Display every line in the records below that contains the string "white". The match is case-sensitive.

SUPPLIED DATA:
(begin)
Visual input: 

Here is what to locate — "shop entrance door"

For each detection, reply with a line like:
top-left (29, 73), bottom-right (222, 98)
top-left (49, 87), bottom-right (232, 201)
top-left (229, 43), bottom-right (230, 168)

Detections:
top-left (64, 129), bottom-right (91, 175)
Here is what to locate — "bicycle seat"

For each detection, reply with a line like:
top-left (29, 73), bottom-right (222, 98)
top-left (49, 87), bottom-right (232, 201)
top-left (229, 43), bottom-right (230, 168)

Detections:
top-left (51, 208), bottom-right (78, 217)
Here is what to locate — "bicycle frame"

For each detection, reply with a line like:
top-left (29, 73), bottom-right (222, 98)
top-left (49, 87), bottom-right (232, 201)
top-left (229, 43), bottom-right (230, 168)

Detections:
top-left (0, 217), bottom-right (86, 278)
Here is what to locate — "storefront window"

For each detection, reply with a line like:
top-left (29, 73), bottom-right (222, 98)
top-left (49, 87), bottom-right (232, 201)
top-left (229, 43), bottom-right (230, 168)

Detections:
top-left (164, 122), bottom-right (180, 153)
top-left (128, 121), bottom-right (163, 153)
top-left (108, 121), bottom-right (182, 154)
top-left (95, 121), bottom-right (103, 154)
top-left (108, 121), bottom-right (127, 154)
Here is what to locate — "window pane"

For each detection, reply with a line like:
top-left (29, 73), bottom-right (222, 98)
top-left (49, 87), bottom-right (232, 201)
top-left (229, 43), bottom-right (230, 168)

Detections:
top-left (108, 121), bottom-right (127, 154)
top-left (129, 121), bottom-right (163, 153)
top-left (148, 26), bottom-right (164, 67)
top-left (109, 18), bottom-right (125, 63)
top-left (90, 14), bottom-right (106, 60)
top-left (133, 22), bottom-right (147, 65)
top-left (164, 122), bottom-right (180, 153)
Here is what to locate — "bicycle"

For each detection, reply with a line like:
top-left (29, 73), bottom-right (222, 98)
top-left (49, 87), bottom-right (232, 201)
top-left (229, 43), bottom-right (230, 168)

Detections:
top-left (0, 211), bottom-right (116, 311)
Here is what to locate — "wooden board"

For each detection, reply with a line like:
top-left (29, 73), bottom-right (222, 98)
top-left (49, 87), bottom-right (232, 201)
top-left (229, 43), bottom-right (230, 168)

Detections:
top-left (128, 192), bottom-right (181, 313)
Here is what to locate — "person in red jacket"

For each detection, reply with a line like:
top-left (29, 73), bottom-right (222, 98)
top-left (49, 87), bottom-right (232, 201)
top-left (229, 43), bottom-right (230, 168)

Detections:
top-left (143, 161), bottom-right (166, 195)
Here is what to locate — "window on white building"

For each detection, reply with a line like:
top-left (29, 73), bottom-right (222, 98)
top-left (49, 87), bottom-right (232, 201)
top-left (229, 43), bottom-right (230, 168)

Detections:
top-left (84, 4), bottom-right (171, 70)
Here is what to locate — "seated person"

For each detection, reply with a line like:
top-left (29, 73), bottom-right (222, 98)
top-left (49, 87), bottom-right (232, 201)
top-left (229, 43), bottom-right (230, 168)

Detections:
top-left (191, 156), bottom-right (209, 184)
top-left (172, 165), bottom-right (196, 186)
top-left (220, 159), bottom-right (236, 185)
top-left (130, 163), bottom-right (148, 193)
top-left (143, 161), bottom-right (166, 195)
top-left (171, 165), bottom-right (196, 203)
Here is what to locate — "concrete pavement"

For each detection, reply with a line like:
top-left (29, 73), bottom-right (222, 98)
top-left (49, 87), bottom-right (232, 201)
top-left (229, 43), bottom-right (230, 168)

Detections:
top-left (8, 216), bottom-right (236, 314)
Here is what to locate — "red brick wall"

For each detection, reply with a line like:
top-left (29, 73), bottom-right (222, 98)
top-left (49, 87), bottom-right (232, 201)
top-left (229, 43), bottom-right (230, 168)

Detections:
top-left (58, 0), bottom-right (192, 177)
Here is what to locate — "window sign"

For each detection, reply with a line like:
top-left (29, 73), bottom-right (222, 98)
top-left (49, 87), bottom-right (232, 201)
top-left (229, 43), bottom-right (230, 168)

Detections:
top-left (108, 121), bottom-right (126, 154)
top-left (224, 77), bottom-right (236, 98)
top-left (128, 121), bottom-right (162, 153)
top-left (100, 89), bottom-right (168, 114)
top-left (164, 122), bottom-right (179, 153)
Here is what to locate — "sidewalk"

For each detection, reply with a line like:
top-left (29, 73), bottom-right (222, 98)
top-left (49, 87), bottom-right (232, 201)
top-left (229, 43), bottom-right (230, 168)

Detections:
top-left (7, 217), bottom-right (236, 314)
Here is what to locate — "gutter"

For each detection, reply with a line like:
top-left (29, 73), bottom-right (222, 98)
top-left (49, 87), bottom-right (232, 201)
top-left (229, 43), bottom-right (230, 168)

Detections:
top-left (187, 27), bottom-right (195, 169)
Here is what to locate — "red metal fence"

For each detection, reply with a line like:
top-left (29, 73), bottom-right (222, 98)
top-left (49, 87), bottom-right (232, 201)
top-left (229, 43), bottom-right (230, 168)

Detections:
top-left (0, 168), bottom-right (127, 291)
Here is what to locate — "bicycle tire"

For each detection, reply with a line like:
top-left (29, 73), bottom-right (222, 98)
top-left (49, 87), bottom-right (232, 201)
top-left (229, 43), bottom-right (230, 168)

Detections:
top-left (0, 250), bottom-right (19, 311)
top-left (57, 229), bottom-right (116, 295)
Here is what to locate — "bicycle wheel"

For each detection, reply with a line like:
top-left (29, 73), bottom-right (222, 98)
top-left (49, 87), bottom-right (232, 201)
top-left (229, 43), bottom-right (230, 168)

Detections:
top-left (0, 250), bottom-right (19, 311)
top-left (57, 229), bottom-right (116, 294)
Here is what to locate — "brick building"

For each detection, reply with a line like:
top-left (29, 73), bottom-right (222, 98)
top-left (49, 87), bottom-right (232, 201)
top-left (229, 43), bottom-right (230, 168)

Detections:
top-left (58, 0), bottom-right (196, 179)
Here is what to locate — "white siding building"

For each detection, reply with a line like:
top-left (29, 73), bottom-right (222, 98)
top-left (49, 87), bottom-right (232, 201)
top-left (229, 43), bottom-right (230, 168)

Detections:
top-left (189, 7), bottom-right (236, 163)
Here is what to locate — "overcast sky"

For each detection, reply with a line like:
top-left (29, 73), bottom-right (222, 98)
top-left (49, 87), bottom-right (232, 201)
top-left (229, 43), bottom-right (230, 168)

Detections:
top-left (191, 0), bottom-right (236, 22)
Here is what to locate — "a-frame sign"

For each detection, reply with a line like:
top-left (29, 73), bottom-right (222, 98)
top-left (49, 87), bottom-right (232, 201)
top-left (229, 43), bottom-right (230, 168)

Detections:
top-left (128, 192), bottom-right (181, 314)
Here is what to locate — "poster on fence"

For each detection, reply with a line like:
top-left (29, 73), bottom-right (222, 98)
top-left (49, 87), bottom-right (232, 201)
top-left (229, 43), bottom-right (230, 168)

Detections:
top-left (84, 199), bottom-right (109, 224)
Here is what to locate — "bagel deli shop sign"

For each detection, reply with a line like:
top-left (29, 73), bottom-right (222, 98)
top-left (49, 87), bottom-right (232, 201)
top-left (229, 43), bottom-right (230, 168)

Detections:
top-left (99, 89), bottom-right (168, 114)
(end)
THE REPLY:
Here is what to locate — "window on white building"
Here is what to locate — "white siding building"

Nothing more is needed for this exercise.